**Text segment**
* Begin *

Any example of non-determinism that works for the list monad can run in the Transient monad. (For newcomers: Think in non-determinism and the list monad as a kind of routine that return many results instead of a single one)

#!/usr/bin/env stack
-- stack --install-ghc --resolver lts-6.23 runghc   --package transient 
import Control.Monad.IO.Class (liftIO)
import Transient.Base
import Transient.Indeterminism
import Control.Concurrent

main=  keep $ do
      x <- choose  [1,2,3 :: Int]
      y <- choose  [4,5,6 :: Int]
      th <- liftIO myThreadId
      liftIO $ print (x,y,th)

This prints all the combinations of x and y and the thread that produced the output.

NOTE: be careful with choose since it executes each result within a different thread. A very long list would generate an excessive number of threads that make the computation inefficient. To avoid this, see the thread control primitives paragrap below.

Each result is printed in a different line, unlike the case of the list monad.

* End *

**Dataset entries**
* Begin *

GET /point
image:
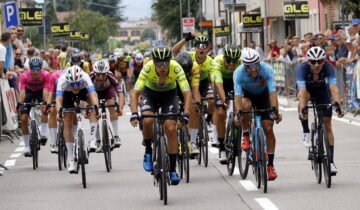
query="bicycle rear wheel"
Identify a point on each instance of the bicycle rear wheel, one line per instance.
(204, 142)
(163, 169)
(326, 157)
(34, 139)
(106, 146)
(82, 156)
(263, 166)
(60, 144)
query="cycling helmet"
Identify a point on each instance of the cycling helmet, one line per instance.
(316, 53)
(73, 74)
(101, 67)
(232, 51)
(139, 58)
(201, 40)
(185, 60)
(161, 53)
(35, 64)
(250, 56)
(75, 59)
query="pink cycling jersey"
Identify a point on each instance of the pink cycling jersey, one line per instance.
(27, 82)
(53, 80)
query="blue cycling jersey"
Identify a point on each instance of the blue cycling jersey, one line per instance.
(305, 77)
(243, 80)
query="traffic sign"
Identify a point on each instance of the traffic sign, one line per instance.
(11, 14)
(188, 25)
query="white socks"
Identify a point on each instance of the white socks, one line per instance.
(93, 130)
(43, 129)
(115, 125)
(53, 134)
(26, 140)
(193, 134)
(69, 147)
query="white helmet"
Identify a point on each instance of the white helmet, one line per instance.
(139, 58)
(73, 74)
(316, 53)
(101, 67)
(249, 56)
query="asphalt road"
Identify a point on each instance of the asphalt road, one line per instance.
(128, 186)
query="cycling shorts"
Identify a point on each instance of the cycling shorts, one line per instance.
(153, 100)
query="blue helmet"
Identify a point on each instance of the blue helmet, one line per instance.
(35, 64)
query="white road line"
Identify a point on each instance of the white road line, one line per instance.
(248, 185)
(10, 163)
(15, 155)
(266, 204)
(19, 149)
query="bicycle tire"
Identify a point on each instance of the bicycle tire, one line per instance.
(263, 165)
(163, 167)
(326, 158)
(186, 153)
(229, 145)
(205, 142)
(59, 142)
(106, 146)
(82, 156)
(33, 143)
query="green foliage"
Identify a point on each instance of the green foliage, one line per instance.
(147, 34)
(167, 14)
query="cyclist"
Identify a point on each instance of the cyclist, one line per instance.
(224, 67)
(205, 63)
(157, 84)
(108, 88)
(33, 86)
(191, 69)
(74, 82)
(316, 80)
(135, 67)
(254, 86)
(76, 60)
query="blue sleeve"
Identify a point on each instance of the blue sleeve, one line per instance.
(300, 75)
(237, 81)
(331, 73)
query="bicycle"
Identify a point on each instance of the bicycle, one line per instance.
(319, 152)
(159, 154)
(232, 136)
(257, 154)
(35, 115)
(80, 146)
(106, 133)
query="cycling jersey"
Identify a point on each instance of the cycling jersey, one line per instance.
(53, 80)
(111, 81)
(205, 67)
(220, 71)
(305, 77)
(27, 82)
(149, 78)
(136, 67)
(63, 85)
(243, 80)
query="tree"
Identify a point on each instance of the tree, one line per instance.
(99, 27)
(167, 14)
(148, 33)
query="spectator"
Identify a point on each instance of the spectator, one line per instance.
(5, 40)
(275, 50)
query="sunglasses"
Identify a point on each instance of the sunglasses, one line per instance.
(75, 84)
(252, 66)
(318, 61)
(162, 63)
(231, 61)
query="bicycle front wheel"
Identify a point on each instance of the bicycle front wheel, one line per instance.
(82, 156)
(106, 145)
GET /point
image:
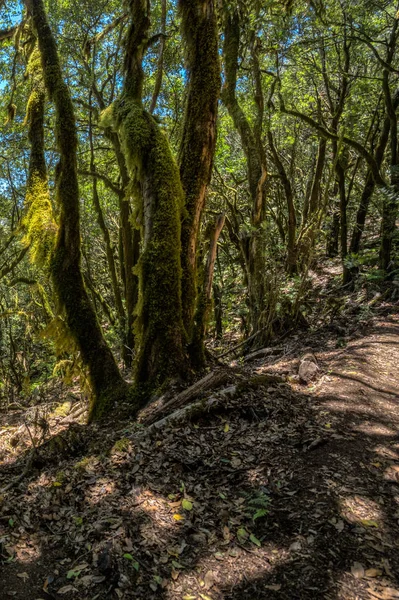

* End *

**The tasks**
**A.** Answer these questions about the text on the Transient monad:
(i) Which list of values does the example program give to choose for x?
(ii) According to the note, within what does choose execute each result?
(iii) How is each result printed, unlike the case of the list monad?
**B.** Write the next part of the text on the Transient monad, picking up after its final sentence.

**Expected results**
**A.**
(i) [1,2,3 :: Int]
(ii) Within a different thread.
(iii) Each result is printed in a different line.

**B.**
If you want the results all together in a list, collect does it:

collect :: Int -> TransIO a -> TransIO [a]

It gathers the number of results indicated by the first parameter. Then, it finishes with the rest of the active threads. If the number is 0, it waits until there are no active threads.

The transient monad is multi-threaded and can perform IO, unlike the list monad. Therefore, non-determinism can be used to perform complex divide-and-conquer computations by slightly modifying single-threaded programs.

A more detailed description of the non-deterministic effects of transient is here where you can see how a multi-threaded file search can be performed by slightly modifying a single-threaded program, so that the transient program has less lines of code.

Event variables: publish/subscribe

A transient computation can return an arbitrary number of results. from zero to many. So it is a natural way to pipeline events with >>= and other operators.

But sometimes we want to transport events non locally, to other parts of the computation where other threads are waiting to process them.

There is a general mechanism to let a thread to subscribe to different events.

Look at this:

#!/usr/bin/env stack
-- stack --install-ghc --resolver lts-6.23 runghc   --package transient 
import Control.Monad.IO.Class(liftIO)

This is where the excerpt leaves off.